**Short exercise:**
Transcribe each of the items below word for word, without altering anything.

>> START Input records

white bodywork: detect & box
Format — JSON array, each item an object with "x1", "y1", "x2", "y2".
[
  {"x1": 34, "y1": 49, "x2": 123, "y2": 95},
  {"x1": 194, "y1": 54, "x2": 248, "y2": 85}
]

>> END Input records

**Answer to this exercise:**
white bodywork: detect & box
Format — JSON array, each item an object with "x1", "y1", "x2", "y2".
[
  {"x1": 34, "y1": 49, "x2": 123, "y2": 95},
  {"x1": 194, "y1": 54, "x2": 248, "y2": 85}
]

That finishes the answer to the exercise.